Aim of the task -> Write out the whole listing, matching it exactly.

BEGIN Input records

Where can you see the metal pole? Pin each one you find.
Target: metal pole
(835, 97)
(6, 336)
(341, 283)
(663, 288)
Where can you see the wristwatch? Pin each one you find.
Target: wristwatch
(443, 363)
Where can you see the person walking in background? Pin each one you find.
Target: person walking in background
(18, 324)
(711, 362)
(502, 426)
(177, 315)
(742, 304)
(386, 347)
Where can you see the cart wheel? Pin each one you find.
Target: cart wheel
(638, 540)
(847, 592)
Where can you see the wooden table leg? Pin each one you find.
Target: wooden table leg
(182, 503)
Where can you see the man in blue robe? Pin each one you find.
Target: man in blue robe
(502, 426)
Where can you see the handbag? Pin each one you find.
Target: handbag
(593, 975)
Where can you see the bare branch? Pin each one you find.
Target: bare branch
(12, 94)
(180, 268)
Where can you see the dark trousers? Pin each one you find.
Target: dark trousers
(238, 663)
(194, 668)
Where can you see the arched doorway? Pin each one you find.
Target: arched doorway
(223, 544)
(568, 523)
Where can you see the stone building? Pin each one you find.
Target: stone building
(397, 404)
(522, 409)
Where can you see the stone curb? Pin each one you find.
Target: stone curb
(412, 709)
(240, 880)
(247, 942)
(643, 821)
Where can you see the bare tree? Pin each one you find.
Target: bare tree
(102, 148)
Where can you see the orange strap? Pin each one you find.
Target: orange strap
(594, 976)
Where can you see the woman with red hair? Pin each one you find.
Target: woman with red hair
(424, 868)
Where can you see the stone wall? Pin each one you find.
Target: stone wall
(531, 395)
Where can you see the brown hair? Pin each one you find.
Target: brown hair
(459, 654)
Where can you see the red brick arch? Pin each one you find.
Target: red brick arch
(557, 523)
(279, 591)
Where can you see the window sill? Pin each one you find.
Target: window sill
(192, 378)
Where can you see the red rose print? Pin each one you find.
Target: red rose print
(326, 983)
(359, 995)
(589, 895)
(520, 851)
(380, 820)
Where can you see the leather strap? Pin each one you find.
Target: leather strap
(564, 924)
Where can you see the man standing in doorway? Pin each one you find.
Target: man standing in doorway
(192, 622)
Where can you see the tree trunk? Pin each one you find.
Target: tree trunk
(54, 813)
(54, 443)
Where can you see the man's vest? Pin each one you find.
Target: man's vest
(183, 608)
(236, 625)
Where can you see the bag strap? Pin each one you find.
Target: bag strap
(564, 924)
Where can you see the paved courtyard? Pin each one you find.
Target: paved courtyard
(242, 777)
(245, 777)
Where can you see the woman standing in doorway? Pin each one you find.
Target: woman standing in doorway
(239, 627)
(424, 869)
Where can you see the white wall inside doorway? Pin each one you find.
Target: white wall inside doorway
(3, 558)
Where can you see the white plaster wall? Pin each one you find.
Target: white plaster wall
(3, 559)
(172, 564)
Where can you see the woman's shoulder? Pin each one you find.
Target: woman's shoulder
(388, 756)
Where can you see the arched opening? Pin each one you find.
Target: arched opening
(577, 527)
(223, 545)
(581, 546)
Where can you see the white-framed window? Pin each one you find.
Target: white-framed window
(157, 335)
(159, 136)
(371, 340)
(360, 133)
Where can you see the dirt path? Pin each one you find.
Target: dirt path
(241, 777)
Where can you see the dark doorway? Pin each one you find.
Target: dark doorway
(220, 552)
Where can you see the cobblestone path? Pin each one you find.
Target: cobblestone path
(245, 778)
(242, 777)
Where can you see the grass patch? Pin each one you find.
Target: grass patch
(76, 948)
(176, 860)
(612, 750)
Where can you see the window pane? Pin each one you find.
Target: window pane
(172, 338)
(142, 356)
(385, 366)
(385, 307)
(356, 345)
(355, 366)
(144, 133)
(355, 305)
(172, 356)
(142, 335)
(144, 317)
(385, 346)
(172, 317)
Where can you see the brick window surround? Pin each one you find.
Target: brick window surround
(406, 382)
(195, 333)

END Input records

Exercise solution ->
Where can you see the metal pole? Pin each one you find.
Target: metal pole
(835, 97)
(6, 336)
(341, 283)
(663, 288)
Where can you see the wristwatch? Pin each one you find.
Target: wristwatch
(443, 363)
Where can you see the person walking in background? Pin each one you find.
Target: person walking in background
(18, 324)
(711, 362)
(502, 426)
(177, 315)
(742, 304)
(386, 347)
Where can you see the cart wheel? Pin each one you find.
Target: cart wheel
(638, 540)
(847, 592)
Where can you see the wooden table leg? Pin each one you find.
Target: wooden table leg
(182, 503)
Where can you see the man in blue robe? Pin each one you find.
Target: man in blue robe
(502, 426)
Where can you see the handbag? Pin each one you find.
Target: handbag
(593, 975)
Where can you see the bare branch? Pin each one you find.
Target: bare branch
(12, 94)
(180, 268)
Where can you see the dark trousers? Pin each one you find.
Target: dark trousers
(238, 663)
(194, 668)
Where can you see the arched doorway? Pin each one you find.
Target: arched doorway
(223, 544)
(568, 523)
Where can you see the stone building? Pin each one you find.
Target: stone building
(397, 404)
(522, 409)
Where can you see the stone curb? Pin each one you find.
Target: stone curb
(412, 709)
(240, 880)
(247, 942)
(643, 821)
Where can you see the bare tree? Pin each one you find.
Target: bare tree
(102, 148)
Where can you see the orange strap? Pin each one you find.
Target: orange strap
(594, 976)
Where can you see the woman with red hair? Pin each one you find.
Target: woman with red hair
(424, 868)
Where can you see the stone wall? Pin each one you find.
Target: stone wall
(531, 395)
Where can you see the brown hair? Pin each one you find.
Target: brown hair
(459, 654)
Where can you see the red brick arch? Pin each one you find.
Target: red brick arch
(557, 523)
(279, 591)
Where can you see the window sill? Pin each one you find.
Target: window sill
(192, 378)
Where can you see the red rose print? Pin each one you find.
Target: red rose print
(326, 983)
(359, 995)
(589, 895)
(520, 851)
(380, 820)
Where can you see the leather strap? Pin each one you find.
Target: leather strap
(564, 924)
Where can you see the man standing in doorway? Pin each one you find.
Target: man standing in doorway
(192, 622)
Where can you see the tree trunk? Pin each one you find.
Target: tree trunk
(54, 813)
(54, 443)
Where can you see the man's vest? Pin each one you find.
Target: man's vest
(183, 608)
(236, 625)
Where can you see the bag strap? Pin each one you find.
Target: bag strap
(564, 924)
Where can you see the paved courtyard? Pin each one you find.
Target: paved courtyard
(242, 777)
(245, 777)
Where can you see the woman standing in doorway? Pin each one you find.
Target: woman standing in doorway
(239, 627)
(424, 869)
Where can you see the white wall inside doorway? Pin each one you find.
Target: white wall inside doorway
(3, 558)
Where can you see the white plaster wall? Pin each one you find.
Target: white plaster wall
(3, 559)
(172, 564)
Where can you see the woman's shoulder? Pin each one you find.
Target: woman's shoulder
(388, 756)
Where can you see the arched opening? Pin each one you find.
Target: arched opening
(577, 527)
(223, 545)
(581, 546)
Where can you see the white-framed window? Pin each one you find.
Target: white-framed window
(157, 335)
(159, 136)
(371, 340)
(360, 133)
Where can you see the dirt path? Pin each one you find.
Target: dirt path
(241, 777)
Where can you see the dark doorway? Pin each one you find.
Target: dark doorway
(220, 552)
Where can you see the cobblestone path? Pin each one you find.
Target: cobblestone path
(245, 778)
(242, 777)
Where can you see the grass patch? Pin each one you find.
Target: grass patch
(76, 948)
(176, 860)
(612, 750)
Where can you see the window pane? Pin each one you find.
Target: window pane
(172, 338)
(142, 356)
(385, 366)
(385, 307)
(356, 345)
(355, 366)
(144, 133)
(355, 305)
(172, 356)
(142, 335)
(144, 317)
(385, 346)
(172, 317)
Where can you see the brick window surround? Pin each one you find.
Target: brick window surround
(406, 382)
(195, 333)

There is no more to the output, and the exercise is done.